▸ **Source document**:
━━━━━━━━━━━━━━━━
Xuehai-Chen opened a new issue #2950:
URL: https://github.com/apache/hudi/issues/2950


   **_Tips before filing an issue_**
   
   - Have you gone through our 
[FAQs](https://cwiki.apache.org/confluence/display/HUDI/FAQ)?
   
   - Join the mailing list to engage in conversations and get faster support at 
[email protected].
   
   - If you have triaged this as a bug, then file an 
[issue](https://issues.apache.org/jira/projects/HUDI/issues) directly.
   
   **Describe the problem you faced**
   
   The Streaming query crash after about 10 mins running.
   
   **To Reproduce**
   
   Steps to reproduce the behavior:
   
   1. Build from source with branch [master], the version is 0.9.0-SNAPSHOT. 
HUDI-1880 is already included.
   2. Start a flink streaming job, write data to hudi table [tableA].
   3. Streaming query [tableA] using flink sql-client.
   
   **Expected behavior**
   Streaming query running until I cancel it.
━━━━━━━━━━━━━━━━
List every bold section heading in the issue report. Rely solely on the issue report above.
━━━━━━━━━━━━━━━━
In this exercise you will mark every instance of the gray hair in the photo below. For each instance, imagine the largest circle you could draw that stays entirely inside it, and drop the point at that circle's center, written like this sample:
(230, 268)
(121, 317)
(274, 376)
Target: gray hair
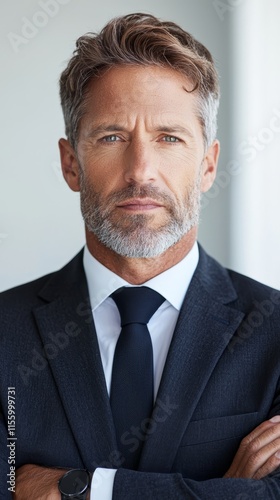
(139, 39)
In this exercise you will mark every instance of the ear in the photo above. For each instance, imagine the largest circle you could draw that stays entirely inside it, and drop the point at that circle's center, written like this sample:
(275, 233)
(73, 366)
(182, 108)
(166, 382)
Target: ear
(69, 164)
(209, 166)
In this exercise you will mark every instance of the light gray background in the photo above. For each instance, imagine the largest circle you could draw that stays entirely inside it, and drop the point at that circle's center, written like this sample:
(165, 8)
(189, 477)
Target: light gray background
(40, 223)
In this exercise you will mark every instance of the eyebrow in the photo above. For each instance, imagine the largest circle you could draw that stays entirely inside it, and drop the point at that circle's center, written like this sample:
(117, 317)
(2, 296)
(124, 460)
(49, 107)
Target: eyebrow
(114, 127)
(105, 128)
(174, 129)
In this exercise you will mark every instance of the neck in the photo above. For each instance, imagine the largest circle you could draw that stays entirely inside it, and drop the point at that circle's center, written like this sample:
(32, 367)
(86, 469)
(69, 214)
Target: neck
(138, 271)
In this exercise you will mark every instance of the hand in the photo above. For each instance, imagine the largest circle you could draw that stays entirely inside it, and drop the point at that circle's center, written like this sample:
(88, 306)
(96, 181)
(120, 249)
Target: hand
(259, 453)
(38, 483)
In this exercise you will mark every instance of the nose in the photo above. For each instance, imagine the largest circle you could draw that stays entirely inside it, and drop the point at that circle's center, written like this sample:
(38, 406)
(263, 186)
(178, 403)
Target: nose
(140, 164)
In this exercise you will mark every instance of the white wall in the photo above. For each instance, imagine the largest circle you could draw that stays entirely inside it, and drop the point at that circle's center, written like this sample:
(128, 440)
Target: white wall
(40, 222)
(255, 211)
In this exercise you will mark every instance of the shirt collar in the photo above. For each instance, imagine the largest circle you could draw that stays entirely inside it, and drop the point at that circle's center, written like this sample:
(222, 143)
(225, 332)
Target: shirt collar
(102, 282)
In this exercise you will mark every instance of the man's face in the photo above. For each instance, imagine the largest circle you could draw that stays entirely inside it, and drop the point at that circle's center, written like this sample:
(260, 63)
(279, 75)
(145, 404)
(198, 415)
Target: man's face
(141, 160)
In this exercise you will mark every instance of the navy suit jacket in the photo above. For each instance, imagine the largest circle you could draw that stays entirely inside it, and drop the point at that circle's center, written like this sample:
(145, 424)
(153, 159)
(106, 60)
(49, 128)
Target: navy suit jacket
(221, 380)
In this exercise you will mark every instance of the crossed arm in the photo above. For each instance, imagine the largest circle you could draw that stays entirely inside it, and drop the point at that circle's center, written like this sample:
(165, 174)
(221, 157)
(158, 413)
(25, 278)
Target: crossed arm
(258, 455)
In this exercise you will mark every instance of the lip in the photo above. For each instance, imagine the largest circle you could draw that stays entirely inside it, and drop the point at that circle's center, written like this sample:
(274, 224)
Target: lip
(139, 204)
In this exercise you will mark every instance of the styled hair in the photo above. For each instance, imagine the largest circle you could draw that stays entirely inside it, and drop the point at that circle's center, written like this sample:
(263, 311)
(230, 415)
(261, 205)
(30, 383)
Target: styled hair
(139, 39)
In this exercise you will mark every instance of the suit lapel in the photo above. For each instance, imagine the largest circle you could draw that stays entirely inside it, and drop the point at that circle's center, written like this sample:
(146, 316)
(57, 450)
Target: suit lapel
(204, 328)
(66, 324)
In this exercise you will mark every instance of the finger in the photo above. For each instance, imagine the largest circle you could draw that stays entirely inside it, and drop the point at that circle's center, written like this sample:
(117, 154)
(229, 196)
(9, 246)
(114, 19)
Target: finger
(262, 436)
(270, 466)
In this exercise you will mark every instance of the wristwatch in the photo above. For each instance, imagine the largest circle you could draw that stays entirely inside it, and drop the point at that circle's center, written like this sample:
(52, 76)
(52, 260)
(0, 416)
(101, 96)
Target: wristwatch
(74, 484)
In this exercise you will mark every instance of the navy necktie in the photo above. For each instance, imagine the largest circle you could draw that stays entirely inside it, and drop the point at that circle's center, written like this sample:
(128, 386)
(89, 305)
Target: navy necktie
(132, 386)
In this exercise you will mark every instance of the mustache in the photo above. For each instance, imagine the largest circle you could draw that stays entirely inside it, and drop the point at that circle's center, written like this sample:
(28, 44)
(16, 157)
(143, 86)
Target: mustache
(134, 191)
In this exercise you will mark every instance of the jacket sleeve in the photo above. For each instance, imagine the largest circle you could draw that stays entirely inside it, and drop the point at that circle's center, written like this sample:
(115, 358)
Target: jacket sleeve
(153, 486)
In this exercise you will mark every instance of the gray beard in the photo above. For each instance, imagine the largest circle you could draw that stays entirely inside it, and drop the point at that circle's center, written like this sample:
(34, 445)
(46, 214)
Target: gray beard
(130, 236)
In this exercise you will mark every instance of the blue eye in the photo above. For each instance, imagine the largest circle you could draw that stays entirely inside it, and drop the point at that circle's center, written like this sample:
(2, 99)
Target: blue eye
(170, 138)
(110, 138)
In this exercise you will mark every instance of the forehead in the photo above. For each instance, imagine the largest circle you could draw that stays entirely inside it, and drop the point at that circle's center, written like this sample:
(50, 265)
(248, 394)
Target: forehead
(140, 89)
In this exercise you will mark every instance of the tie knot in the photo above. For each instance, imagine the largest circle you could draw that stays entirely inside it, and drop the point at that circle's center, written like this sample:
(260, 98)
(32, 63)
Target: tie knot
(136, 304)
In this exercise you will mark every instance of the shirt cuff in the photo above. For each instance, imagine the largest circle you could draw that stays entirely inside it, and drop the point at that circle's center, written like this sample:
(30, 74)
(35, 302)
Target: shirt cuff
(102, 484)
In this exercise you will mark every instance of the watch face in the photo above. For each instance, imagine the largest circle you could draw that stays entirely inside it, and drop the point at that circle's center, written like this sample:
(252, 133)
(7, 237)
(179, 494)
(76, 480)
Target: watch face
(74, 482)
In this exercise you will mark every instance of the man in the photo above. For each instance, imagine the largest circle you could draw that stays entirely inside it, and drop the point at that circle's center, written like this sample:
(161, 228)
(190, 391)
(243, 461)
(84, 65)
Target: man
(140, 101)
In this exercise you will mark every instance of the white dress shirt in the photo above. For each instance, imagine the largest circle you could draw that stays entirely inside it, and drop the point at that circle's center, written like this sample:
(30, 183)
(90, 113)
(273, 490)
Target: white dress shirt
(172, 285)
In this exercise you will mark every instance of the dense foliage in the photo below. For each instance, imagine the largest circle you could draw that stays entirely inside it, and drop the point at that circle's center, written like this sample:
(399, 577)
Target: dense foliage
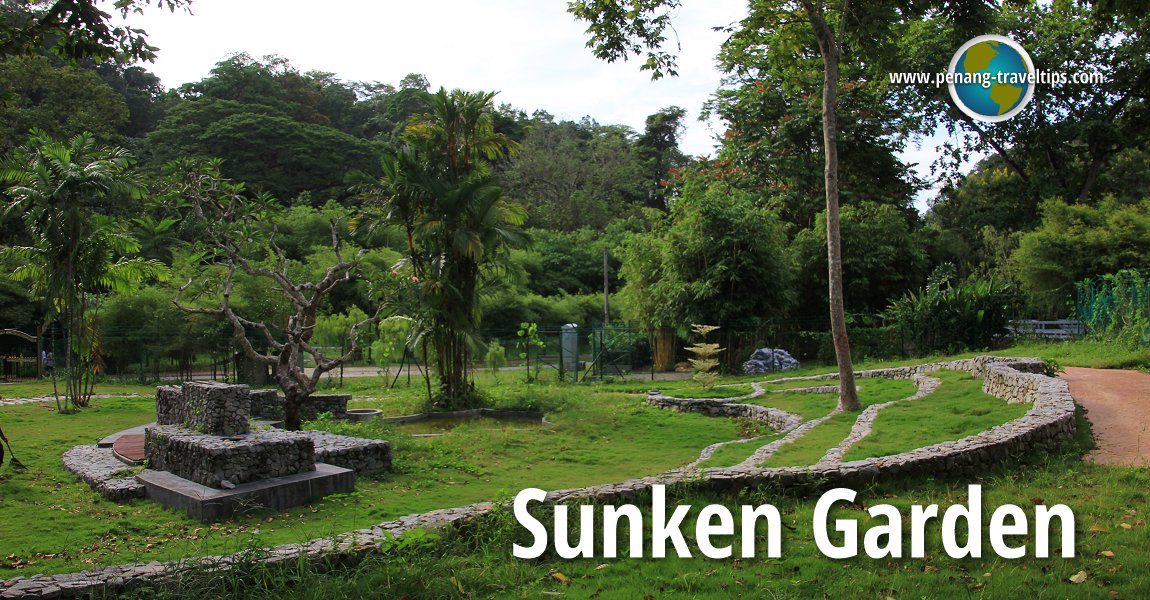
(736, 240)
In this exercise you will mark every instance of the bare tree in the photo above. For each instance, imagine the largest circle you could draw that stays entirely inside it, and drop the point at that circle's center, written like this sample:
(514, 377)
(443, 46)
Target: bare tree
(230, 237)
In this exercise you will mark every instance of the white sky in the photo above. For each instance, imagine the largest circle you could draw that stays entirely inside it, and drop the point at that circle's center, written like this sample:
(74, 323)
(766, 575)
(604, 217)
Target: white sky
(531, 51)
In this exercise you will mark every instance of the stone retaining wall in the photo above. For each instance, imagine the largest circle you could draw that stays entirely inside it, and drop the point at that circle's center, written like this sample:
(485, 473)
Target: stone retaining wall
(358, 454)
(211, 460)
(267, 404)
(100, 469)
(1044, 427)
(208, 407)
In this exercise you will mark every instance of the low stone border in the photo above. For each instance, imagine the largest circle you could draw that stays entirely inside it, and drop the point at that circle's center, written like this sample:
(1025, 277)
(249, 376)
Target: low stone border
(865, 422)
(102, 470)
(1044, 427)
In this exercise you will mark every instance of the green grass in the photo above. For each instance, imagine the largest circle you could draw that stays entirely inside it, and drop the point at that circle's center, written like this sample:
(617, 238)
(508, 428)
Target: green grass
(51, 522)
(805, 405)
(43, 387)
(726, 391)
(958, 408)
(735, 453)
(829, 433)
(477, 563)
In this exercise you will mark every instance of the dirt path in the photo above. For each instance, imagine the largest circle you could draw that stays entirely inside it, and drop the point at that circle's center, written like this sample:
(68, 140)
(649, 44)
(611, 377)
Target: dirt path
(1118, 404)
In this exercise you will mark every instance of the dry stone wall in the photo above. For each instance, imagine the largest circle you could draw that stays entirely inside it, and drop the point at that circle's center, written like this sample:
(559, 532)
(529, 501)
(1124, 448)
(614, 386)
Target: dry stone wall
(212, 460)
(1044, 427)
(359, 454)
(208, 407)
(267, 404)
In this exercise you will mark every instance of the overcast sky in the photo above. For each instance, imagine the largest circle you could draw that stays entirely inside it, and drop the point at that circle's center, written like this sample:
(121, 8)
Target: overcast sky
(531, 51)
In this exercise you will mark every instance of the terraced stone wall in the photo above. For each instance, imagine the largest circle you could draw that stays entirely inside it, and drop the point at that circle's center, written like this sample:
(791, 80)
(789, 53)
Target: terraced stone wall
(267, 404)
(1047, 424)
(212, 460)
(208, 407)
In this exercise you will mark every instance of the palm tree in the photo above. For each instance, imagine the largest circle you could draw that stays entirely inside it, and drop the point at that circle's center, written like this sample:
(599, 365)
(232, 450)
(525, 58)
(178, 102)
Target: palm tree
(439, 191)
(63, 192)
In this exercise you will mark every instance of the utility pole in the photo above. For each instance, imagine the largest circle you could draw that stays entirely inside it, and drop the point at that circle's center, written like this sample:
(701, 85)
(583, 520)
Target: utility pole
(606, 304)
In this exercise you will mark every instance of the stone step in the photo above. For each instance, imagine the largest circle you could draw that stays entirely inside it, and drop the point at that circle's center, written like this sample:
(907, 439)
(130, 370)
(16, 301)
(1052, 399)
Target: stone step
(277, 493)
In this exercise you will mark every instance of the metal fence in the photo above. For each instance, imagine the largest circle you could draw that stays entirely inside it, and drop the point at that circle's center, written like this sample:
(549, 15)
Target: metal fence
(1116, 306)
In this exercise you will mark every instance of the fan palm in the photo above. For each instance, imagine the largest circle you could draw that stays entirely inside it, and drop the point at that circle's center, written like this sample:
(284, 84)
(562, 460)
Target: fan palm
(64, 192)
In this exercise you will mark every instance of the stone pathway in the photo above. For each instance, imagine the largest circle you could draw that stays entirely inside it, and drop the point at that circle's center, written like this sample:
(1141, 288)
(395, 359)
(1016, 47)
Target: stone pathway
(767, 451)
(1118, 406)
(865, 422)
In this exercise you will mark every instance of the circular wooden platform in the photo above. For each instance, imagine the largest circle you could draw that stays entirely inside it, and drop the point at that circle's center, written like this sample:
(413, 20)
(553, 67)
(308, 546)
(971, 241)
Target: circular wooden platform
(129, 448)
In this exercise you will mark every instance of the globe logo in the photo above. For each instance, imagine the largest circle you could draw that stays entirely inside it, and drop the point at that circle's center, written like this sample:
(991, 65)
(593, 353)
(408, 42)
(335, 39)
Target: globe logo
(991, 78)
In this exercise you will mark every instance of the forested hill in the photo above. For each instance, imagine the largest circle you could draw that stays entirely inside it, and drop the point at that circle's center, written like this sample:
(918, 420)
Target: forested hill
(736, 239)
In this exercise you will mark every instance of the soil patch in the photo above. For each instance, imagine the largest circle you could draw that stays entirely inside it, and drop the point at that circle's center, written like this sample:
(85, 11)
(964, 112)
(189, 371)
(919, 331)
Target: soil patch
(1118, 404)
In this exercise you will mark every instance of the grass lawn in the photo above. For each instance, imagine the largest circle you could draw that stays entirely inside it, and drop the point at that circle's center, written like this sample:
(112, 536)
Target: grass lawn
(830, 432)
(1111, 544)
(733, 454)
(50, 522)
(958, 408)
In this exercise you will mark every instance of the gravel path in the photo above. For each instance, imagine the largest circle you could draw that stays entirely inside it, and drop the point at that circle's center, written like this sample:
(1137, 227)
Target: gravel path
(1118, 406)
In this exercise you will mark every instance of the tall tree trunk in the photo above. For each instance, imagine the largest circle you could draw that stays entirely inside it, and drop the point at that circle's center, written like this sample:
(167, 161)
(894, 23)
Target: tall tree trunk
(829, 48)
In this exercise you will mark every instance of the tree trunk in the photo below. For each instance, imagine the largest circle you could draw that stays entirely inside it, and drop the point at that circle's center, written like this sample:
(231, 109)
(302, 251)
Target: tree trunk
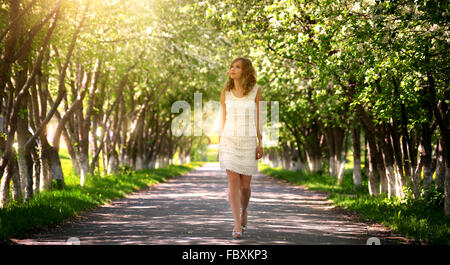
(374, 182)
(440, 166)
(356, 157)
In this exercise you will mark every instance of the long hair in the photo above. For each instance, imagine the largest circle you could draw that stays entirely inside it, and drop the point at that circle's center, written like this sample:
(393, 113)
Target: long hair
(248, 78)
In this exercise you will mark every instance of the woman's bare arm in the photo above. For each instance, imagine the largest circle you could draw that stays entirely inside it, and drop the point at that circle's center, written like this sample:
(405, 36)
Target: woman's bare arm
━━━━━━━━━━━━━━━━
▸ **Response to the exercise**:
Tips before filing an issue
Describe the problem you faced
To Reproduce
Expected behavior